_Assignment_
When you reach the line containing "Reviewer note: confirm that each instance of the bus windshield", begin copying, and keep copying each line exactly until the listing ends.

_Study material_
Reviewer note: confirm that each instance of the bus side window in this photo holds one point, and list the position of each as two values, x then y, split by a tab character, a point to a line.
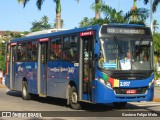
32	50
21	51
55	49
70	48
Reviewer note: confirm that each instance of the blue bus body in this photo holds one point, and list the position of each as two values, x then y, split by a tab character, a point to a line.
55	77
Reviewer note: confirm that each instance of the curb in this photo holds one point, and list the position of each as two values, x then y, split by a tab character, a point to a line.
2	86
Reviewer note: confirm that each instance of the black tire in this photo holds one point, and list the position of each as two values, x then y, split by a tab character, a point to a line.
73	97
119	104
25	94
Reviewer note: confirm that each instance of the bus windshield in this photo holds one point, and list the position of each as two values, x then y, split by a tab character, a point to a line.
125	53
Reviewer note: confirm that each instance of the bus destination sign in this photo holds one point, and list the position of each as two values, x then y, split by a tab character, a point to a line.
113	30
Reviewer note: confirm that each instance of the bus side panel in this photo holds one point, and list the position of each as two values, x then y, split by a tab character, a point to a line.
19	74
69	73
103	94
53	77
31	76
7	77
59	75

_Response area_
Reviewer note: confirm that each instance of the bus windshield in this photo holds one point, and list the position of each as two values, x then y, split by a tab character, a point to a line.
125	53
Reviewer note: confirm that each instance of the bus destination sign in this photo holds one point, and list the position of each as two values, x then y, split by a tab character, a point to a line.
113	30
Reviewer note: confirm that each instance of the bus side panel in this photo holds one point, and list the position of each as two values, x then y, split by a tab character, a point to a line.
19	74
69	73
103	94
53	77
31	76
7	77
59	75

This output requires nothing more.